**** RECORDS FOR THIS TASK

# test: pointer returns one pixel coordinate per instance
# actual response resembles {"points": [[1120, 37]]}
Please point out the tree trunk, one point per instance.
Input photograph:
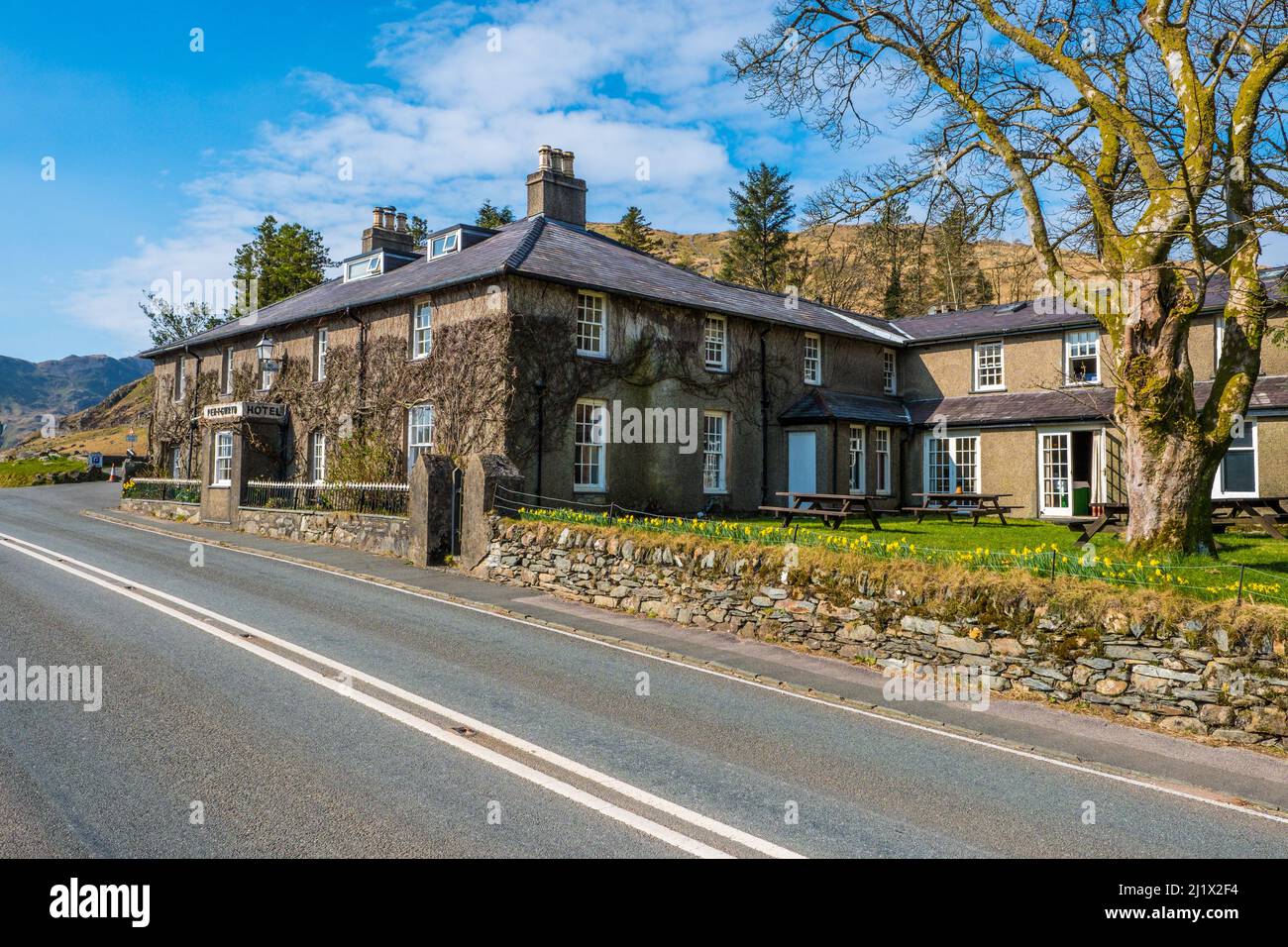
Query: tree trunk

********

Copy the items above word for word, but leave out the pictures.

▸ **EXERCISE RESPONSE**:
# test: pointer returns one pixel coordinate per instance
# actual response resembles {"points": [[1120, 37]]}
Please point out the tree trunk, one point per instance.
Input photograph:
Query: tree trunk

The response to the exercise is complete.